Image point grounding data
Start of Block

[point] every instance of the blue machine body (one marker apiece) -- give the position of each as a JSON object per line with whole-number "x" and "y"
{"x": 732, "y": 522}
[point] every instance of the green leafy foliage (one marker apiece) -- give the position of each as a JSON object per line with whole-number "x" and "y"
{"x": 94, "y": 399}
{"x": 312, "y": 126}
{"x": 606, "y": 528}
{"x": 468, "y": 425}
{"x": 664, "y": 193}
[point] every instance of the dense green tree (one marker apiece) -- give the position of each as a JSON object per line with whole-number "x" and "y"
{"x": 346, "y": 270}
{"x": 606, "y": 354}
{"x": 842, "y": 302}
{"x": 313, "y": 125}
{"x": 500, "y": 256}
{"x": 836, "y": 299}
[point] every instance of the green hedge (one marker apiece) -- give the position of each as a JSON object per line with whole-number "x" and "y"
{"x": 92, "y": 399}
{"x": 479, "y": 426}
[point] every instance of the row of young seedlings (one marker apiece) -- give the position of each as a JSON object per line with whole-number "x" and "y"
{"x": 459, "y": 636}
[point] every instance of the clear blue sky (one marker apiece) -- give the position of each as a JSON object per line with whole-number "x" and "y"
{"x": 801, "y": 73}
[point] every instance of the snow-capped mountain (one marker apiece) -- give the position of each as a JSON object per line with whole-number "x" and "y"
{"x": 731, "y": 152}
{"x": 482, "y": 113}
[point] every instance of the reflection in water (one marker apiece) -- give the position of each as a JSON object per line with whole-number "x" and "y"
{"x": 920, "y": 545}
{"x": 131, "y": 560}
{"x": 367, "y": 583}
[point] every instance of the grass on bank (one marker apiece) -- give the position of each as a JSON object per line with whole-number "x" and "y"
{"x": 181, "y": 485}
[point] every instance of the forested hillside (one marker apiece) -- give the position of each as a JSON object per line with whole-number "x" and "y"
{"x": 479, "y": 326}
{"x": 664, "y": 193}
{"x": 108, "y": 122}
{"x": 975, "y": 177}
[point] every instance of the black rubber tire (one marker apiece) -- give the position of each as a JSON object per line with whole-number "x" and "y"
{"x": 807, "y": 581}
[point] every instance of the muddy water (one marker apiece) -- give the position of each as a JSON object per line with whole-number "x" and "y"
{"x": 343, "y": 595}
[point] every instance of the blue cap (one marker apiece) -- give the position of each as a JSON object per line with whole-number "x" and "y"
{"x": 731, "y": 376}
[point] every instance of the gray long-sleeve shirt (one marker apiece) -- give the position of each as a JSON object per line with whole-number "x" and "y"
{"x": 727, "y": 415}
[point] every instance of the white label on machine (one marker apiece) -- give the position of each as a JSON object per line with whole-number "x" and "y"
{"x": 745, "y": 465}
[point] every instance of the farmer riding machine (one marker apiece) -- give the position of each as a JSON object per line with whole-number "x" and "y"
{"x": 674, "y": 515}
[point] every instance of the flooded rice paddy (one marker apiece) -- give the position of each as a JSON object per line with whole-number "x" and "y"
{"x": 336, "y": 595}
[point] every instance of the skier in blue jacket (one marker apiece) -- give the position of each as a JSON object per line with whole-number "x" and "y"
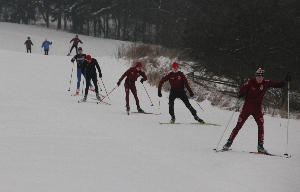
{"x": 46, "y": 44}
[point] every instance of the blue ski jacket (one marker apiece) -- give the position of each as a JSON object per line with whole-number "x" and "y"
{"x": 46, "y": 44}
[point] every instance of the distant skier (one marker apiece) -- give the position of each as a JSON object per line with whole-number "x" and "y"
{"x": 253, "y": 91}
{"x": 90, "y": 64}
{"x": 28, "y": 44}
{"x": 178, "y": 83}
{"x": 131, "y": 76}
{"x": 79, "y": 58}
{"x": 46, "y": 44}
{"x": 75, "y": 44}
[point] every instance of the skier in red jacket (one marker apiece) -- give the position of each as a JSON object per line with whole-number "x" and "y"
{"x": 75, "y": 40}
{"x": 131, "y": 76}
{"x": 254, "y": 91}
{"x": 178, "y": 82}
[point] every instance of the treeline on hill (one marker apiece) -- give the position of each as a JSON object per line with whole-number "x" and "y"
{"x": 226, "y": 38}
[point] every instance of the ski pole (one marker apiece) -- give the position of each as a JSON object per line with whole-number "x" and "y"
{"x": 104, "y": 88}
{"x": 148, "y": 94}
{"x": 82, "y": 86}
{"x": 287, "y": 128}
{"x": 107, "y": 95}
{"x": 71, "y": 77}
{"x": 159, "y": 104}
{"x": 99, "y": 85}
{"x": 228, "y": 123}
{"x": 199, "y": 105}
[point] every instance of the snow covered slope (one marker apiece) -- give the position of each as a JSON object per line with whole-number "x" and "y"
{"x": 49, "y": 142}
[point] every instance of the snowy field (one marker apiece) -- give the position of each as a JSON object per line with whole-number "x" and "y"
{"x": 49, "y": 142}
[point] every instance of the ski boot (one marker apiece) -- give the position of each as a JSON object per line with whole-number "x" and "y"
{"x": 198, "y": 119}
{"x": 140, "y": 110}
{"x": 84, "y": 98}
{"x": 77, "y": 92}
{"x": 227, "y": 146}
{"x": 98, "y": 97}
{"x": 261, "y": 149}
{"x": 172, "y": 119}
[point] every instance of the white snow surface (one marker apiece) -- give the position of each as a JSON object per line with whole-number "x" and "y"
{"x": 50, "y": 142}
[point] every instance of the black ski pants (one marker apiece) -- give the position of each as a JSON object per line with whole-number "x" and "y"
{"x": 88, "y": 79}
{"x": 74, "y": 46}
{"x": 181, "y": 95}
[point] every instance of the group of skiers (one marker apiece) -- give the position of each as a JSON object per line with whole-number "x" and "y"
{"x": 253, "y": 90}
{"x": 46, "y": 45}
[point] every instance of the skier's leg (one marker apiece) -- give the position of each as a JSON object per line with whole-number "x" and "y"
{"x": 259, "y": 118}
{"x": 126, "y": 86}
{"x": 241, "y": 120}
{"x": 88, "y": 78}
{"x": 94, "y": 79}
{"x": 186, "y": 101}
{"x": 172, "y": 98}
{"x": 134, "y": 92}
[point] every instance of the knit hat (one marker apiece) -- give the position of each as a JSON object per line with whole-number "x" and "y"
{"x": 175, "y": 65}
{"x": 88, "y": 57}
{"x": 138, "y": 64}
{"x": 260, "y": 72}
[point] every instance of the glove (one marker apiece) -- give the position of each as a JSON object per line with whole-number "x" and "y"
{"x": 191, "y": 93}
{"x": 244, "y": 94}
{"x": 159, "y": 93}
{"x": 142, "y": 80}
{"x": 288, "y": 77}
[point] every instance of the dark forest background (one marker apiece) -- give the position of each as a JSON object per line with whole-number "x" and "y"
{"x": 226, "y": 38}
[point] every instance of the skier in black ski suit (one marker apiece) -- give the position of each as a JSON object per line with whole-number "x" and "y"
{"x": 90, "y": 64}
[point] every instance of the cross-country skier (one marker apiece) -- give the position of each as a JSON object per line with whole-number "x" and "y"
{"x": 79, "y": 58}
{"x": 90, "y": 64}
{"x": 75, "y": 44}
{"x": 178, "y": 83}
{"x": 46, "y": 44}
{"x": 253, "y": 91}
{"x": 131, "y": 76}
{"x": 28, "y": 44}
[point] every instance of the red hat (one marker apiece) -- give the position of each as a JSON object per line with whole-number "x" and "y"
{"x": 88, "y": 57}
{"x": 138, "y": 64}
{"x": 175, "y": 65}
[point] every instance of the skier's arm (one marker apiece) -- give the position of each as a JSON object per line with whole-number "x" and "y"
{"x": 162, "y": 81}
{"x": 74, "y": 58}
{"x": 186, "y": 83}
{"x": 125, "y": 74}
{"x": 98, "y": 68}
{"x": 243, "y": 91}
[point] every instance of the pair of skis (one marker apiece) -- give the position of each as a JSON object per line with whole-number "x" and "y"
{"x": 149, "y": 113}
{"x": 256, "y": 153}
{"x": 198, "y": 123}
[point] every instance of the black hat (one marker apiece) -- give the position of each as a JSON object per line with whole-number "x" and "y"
{"x": 260, "y": 72}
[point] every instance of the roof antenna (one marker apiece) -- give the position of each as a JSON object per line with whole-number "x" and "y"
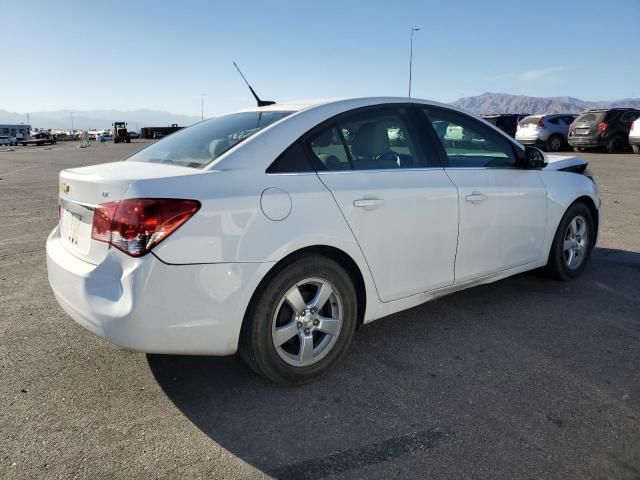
{"x": 261, "y": 103}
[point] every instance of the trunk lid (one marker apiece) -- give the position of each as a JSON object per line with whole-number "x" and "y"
{"x": 82, "y": 189}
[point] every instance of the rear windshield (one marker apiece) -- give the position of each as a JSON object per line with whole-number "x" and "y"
{"x": 530, "y": 120}
{"x": 591, "y": 117}
{"x": 202, "y": 143}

End of Block

*WHAT YOU ARE ASKED TO DO*: Copy the lines from the line that contains "[point] every instance of the roof" through the end of the records, exactly and with nothing added; leave the pictures out.

*YOUR RESPONSE*:
[point] every instance of the roof antenna (one marker apiece) -- give the position of each as a JSON object per line with whole-number "x" and "y"
{"x": 261, "y": 103}
[point] every instance of the trunk lid (one marker apiece) -- give the position of each as a JSON object per line with whole-number "x" and "y"
{"x": 82, "y": 189}
[point] every instance of the rear windshield (one marker apiece) -- give the position of each as a JSON object per line with whole-number "x" and "y"
{"x": 530, "y": 120}
{"x": 591, "y": 117}
{"x": 202, "y": 143}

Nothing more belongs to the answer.